Brano scelto
Marianna Giglio Tos

amo leggere e scrivere, con l’inchiostro e con la luce

“L’antica fiamma” – varie curiosità

(particolare della litografia di Gustave Doré creata per la Divina Commedia e presente nel romanzo)

Il sinistro aneddoto
Sebbene nel diario relativo al presente, in larga parte autobiografico, compaiano persone reali a me amiche o conoscenti, le stesse non seppero nulla del romanzo fino alla fine. In particolare la presenza del mio editore, della impaginatrice grafica e della storica sulla famiglia Challant è veramente rilevante. Ero consapevole che l’ultima parola (circa la loro effettiva presenza nella trama) sarebbe spettata a loro e non mi sorprese che alla fine (messo da parte l’entusiasmo per il progetto) chiedessero tutti di cambiare il loro nome. A tal proposito è significativo quanto accadde alla storica Caterina. Così come scritto nel romanzo, ci è accaduto di collaborare ad un libro proprio sugli Challant, lei per ricerca e testi, io per le fotografie… e non nego quanto mi fu difficile dovermi trattenere dal rivelarle il progetto de “L’antica fiamma” ancora nel pieno della sua stesura! Quando finalmente mi ritrovai tra le mani la stesura definitiva e potei raccontarle tutto, lei mi rispose che – stando così le cose – poteva finalmente comprendere quanto accaduto tre mesi prima. Un fatto inquietante avvenuto proprio davanti al ritratto di Bianca Maria (quello della copertina del libro) realizzato da Maestro Luini, nel Monastero di San Maurizio, a Milano. Era andata apposta per vederlo, avendone scritto in un libro, e vi giunse con molta emozione… ed una borsa nuova di zecca, appena acquistata, proprio a Milano. Si trovava appunto davanti al volto di Bianca quando pensò di volerlo fotografare… e la borsa si ruppe perdendo un piccolo gancio. Ovviamente fece ritorno al negozio per riparare al danno meravigliando il venditore che assicurò di non aver mai avuto alcun problema con quel genere di borse. Tre mesi dopo il mistero si risolse: era stata Bianca, assolutamente.

Il primo frammento
Curiosamente il primo pezzetto di questa storia a venire alla luce fu… il nome di Solemastro! Ma accadde circa un anno prima che mi balenasse un velo de “L’antica fiamma”, quando un conoscente mi propose di scrivere un racconto a quattro mani e mi inventai questo personaggio. Il progetto poi andò in fumo ancor prima di iniziare ma quel nome mi restò memorizzato. L’inserimento di un prete medico fu necessario nella trama ma fu anche una scelta dilettevole per poter affrontare un tema interessante e per certi versi disgustoso, seppur storicamente comprovato. E Solemastro mi parve un nome perfetto per un uomo di Chiesa.

L’indizio dei 12 e 40 giorni
A differenza del diario di Bianca Maria che doveva fondarsi su un periodo di 2 anni tra la sua fuga da Issogne alla sua presunta morte, per i diari di Grumello e Barbero ebbi una maggiore libertà per giostrare la cronologia. Così mi lasciai suggestionare dalla religione cristiana.

Problemi da risolvere
• a. Duplica dal brano il tratto che inizia con le parole "Il primo frammento" e si chiude dopo "uomo di Chiesa.".
• b. Indica le persone reali la cui presenza nel diario relativo al presente viene definita, nel brano, veramente rilevante.
Per rispondere basati esclusivamente sul contenuto del brano.

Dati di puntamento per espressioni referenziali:
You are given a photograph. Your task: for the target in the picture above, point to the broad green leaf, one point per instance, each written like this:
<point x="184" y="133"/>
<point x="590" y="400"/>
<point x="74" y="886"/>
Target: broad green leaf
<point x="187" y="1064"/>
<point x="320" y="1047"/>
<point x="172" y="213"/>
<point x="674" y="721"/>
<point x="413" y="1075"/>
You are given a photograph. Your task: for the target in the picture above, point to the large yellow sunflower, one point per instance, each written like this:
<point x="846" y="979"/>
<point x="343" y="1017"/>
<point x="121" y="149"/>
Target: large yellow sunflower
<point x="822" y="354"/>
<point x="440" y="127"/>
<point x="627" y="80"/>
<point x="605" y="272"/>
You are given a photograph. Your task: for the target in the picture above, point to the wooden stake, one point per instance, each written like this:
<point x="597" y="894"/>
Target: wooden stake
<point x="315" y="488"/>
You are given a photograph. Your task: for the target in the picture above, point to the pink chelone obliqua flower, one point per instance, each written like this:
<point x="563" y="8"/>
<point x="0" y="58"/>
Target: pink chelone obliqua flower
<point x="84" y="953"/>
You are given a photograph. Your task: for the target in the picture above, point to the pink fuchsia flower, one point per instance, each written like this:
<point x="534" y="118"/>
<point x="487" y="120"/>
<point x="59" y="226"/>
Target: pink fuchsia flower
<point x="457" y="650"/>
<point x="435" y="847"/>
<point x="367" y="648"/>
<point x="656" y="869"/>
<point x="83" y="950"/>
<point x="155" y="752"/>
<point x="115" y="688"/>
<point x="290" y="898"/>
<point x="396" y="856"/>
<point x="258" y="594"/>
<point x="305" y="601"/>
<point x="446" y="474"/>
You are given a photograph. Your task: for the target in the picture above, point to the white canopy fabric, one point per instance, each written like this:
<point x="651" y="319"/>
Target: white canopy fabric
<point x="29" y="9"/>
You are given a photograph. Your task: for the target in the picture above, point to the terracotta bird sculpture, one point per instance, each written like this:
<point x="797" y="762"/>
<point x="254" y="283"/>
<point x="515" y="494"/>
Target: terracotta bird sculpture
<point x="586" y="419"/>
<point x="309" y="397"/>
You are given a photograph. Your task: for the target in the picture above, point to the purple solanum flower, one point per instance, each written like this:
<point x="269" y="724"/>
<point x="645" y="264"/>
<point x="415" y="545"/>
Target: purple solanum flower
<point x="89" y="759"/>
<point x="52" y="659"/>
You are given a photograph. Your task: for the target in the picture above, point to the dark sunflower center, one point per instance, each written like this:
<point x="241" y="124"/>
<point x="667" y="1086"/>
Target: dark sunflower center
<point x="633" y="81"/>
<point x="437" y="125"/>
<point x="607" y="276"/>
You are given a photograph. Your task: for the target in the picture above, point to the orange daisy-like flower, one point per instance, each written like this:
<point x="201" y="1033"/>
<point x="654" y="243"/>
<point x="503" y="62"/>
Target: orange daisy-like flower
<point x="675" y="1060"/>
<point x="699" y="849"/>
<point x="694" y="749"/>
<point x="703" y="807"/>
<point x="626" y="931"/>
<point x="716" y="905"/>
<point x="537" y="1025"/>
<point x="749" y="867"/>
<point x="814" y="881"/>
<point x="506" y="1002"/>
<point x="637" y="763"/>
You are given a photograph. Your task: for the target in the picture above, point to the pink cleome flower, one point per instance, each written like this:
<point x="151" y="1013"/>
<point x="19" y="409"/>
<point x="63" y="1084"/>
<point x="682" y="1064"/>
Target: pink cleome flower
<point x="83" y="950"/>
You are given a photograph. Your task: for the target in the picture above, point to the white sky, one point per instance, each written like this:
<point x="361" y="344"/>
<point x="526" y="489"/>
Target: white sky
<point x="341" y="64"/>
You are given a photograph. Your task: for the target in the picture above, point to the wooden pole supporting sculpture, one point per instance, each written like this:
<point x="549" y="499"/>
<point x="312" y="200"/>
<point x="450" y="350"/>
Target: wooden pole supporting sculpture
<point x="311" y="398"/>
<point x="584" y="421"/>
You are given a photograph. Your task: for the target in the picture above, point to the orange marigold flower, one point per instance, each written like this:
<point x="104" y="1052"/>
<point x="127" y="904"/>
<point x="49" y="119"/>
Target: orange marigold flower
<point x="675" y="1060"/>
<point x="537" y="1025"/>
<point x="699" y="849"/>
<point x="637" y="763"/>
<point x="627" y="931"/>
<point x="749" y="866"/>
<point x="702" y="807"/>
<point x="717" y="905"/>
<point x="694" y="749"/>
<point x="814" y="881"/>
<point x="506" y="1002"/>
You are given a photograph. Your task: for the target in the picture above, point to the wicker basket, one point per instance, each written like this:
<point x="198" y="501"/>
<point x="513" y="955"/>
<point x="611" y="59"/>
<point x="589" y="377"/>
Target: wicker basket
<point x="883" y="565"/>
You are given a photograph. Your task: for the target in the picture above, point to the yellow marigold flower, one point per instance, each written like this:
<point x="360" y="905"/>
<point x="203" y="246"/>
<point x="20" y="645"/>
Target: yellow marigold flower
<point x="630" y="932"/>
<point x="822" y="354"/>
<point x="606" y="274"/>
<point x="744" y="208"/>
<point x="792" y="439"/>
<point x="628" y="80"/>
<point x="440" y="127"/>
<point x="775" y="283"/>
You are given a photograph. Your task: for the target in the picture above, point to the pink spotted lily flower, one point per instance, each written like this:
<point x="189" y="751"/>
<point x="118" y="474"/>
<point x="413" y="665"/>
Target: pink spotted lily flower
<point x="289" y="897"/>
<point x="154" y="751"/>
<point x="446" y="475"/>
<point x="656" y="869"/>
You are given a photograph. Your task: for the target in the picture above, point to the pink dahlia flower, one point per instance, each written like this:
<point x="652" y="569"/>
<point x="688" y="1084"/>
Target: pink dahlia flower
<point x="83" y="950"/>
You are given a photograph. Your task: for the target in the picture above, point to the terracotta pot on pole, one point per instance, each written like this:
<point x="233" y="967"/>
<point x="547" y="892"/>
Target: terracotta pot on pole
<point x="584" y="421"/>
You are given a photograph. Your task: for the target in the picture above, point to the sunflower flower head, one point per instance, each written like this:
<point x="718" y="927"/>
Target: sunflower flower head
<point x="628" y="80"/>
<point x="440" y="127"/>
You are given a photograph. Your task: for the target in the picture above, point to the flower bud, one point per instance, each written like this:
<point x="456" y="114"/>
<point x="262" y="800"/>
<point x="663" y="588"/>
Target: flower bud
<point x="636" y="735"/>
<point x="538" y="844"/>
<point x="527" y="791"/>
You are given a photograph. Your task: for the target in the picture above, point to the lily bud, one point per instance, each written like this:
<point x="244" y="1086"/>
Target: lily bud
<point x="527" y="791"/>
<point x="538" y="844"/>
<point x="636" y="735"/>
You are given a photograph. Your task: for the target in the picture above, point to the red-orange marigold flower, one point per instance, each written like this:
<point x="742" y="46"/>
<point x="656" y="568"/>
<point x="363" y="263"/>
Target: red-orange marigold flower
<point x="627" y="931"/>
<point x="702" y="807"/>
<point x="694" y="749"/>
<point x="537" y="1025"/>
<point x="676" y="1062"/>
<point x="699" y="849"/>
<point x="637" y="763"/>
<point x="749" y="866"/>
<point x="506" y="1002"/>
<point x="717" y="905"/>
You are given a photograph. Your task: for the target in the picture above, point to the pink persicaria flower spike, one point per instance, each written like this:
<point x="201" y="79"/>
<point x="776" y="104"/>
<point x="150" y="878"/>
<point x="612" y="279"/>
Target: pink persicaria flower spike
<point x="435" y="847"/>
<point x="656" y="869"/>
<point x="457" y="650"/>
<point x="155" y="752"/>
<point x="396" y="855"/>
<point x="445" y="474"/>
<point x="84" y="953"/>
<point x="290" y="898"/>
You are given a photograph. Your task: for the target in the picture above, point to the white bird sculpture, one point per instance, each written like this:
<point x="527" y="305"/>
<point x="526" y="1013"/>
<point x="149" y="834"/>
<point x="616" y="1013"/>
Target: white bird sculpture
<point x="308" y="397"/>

Soluzioni proposte
• a.
Il primo frammento
Curiosamente il primo pezzetto di questa storia a venire alla luce fu… il nome di Solemastro! Ma accadde circa un anno prima che mi balenasse un velo de “L’antica fiamma”, quando un conoscente mi propose di scrivere un racconto a quattro mani e mi inventai questo personaggio. Il progetto poi andò in fumo ancor prima di iniziare ma quel nome mi restò memorizzato. L’inserimento di un prete medico fu necessario nella trama ma fu anche una scelta dilettevole per poter affrontare un tema interessante e per certi versi disgustoso, seppur storicamente comprovato. E Solemastro mi parve un nome perfetto per un uomo di Chiesa.

• b.
- l'editore
- l'impaginatrice grafica
- la storica sulla famiglia Challant